WHAT YOU NEED TO DO -
Word for word, reproduce the records that follow.

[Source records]
*-*-*
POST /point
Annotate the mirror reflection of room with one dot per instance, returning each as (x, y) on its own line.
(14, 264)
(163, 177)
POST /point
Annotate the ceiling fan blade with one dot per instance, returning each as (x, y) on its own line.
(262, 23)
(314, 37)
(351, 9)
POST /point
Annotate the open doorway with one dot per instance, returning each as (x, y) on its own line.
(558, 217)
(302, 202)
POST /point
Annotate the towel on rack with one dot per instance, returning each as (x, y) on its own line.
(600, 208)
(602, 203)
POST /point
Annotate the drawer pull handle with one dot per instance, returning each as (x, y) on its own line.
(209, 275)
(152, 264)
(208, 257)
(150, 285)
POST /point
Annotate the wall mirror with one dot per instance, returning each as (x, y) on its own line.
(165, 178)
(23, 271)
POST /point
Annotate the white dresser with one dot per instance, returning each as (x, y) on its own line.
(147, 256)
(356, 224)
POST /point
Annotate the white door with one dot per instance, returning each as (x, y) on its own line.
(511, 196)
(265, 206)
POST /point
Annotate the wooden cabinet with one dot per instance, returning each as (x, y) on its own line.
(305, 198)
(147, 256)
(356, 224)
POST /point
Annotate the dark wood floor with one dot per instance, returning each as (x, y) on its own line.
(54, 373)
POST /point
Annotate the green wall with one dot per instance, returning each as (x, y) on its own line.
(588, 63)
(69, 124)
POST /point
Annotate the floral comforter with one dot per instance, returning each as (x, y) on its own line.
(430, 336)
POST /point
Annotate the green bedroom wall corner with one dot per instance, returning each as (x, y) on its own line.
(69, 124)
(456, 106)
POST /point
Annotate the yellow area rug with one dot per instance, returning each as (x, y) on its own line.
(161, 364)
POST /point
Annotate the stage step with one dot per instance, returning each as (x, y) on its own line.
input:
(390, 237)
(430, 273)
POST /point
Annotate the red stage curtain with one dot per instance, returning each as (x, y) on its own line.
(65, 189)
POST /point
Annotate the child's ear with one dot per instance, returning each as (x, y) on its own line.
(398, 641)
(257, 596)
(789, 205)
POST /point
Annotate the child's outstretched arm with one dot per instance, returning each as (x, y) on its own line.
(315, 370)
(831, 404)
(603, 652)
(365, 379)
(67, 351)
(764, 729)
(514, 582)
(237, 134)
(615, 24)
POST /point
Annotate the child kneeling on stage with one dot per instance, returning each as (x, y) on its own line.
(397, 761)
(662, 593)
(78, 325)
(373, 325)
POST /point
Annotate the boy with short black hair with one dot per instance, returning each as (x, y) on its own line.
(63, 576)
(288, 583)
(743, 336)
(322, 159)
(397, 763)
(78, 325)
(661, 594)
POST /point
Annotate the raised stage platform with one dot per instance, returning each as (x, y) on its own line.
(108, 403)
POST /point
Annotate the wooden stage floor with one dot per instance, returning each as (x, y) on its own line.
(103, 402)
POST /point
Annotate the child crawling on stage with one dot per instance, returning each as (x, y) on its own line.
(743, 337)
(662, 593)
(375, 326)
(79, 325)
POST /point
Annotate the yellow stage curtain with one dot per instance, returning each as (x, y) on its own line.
*-*-*
ANSWER SECTION -
POST /point
Annotate the mirror reflection of room with one dot per instance, returning each as (x, y) on its own line.
(14, 264)
(163, 177)
POST /point
Annotate the ceiling fan blade with one dot per instance, returning each as (x, y) on its own line.
(262, 23)
(314, 37)
(351, 9)
POST /point
Annotate the open doorway with one dot per instance, returning each as (x, y) on its own line.
(558, 217)
(302, 202)
POST /point
Annotate the towel on rack with one dot per instance, returning each as (x, y) on its own line.
(600, 208)
(602, 203)
POST /point
Annotate the drawer pull handle with one dot per instance, returning each as (x, y) on its own line.
(209, 275)
(152, 264)
(208, 257)
(150, 285)
POST /point
Annotate the wall mirror with one dot per instance, returning each as (x, y) on its own line.
(165, 178)
(23, 271)
POST /point
Annotate the white dresser with one dot per instance, returning each as (x, y) on its own line.
(147, 256)
(356, 224)
POST /point
Annotate the white door with one dot per instance, returning each as (x, y) on its own line.
(511, 196)
(265, 206)
POST /point
Annotate the wooden cabinet with one dot per instance, returning each as (x, y) on its own line.
(305, 198)
(147, 256)
(356, 224)
POST /point
Annotate the dark wood floor with one dot per instance, returning each as (x, y) on its own line.
(54, 373)
POST /point
Annotate the green wall with one dot per instance, returning each as (x, y) on its own line.
(588, 63)
(69, 124)
POST /point
Annotate the floral comforter with one dot per instance, returning each as (x, y) on its own line.
(430, 336)
POST /point
Annotate the green bedroom wall corner with one dot per instance, returning each as (x, y) on its own line.
(69, 124)
(456, 106)
POST /point
Annotate the yellow area rug with one dot per instance, returning each as (x, y) on its own line.
(161, 364)
POST /point
Annotate the stage step with one dot per instance, returning each as (x, y) on its own line.
input:
(390, 237)
(430, 273)
POST /point
Annotate the red stage curtain with one dot per instance, returning each as (x, y) on its own line.
(65, 189)
POST /point
Annotate the child's ear with one dot per instance, returning each as (x, y) on its own line.
(398, 641)
(257, 596)
(789, 205)
POST /point
Annotate the child's outstretched arm with one dot per instance, returning each as (x, y) on its own line.
(315, 370)
(831, 404)
(603, 652)
(365, 379)
(67, 351)
(764, 729)
(514, 582)
(237, 134)
(615, 24)
POST /point
Annotate the child kneeling on stage with one dot per instance, returning each as (x, y) on its own line.
(397, 761)
(662, 593)
(78, 325)
(373, 325)
POST /point
Annotate the boy with short black hair with one dot per instance, returning each as (x, y) on its own line.
(63, 576)
(288, 583)
(743, 336)
(322, 159)
(397, 763)
(78, 325)
(661, 594)
POST /point
Annotate the raised stage platform with one dot per instance, returning each as (x, y) on its own line.
(108, 403)
POST /point
Annotate the wooden stage floor with one dot per instance, returning each as (x, y) on its own line.
(103, 402)
POST /point
Annotate the child crawling on stage with one dot per instance, returning each as (x, y) on its own line.
(743, 337)
(662, 593)
(375, 326)
(79, 325)
POST /point
Annotate the yellow stage curtain with one dot per instance, returning each as (x, y) on its own line.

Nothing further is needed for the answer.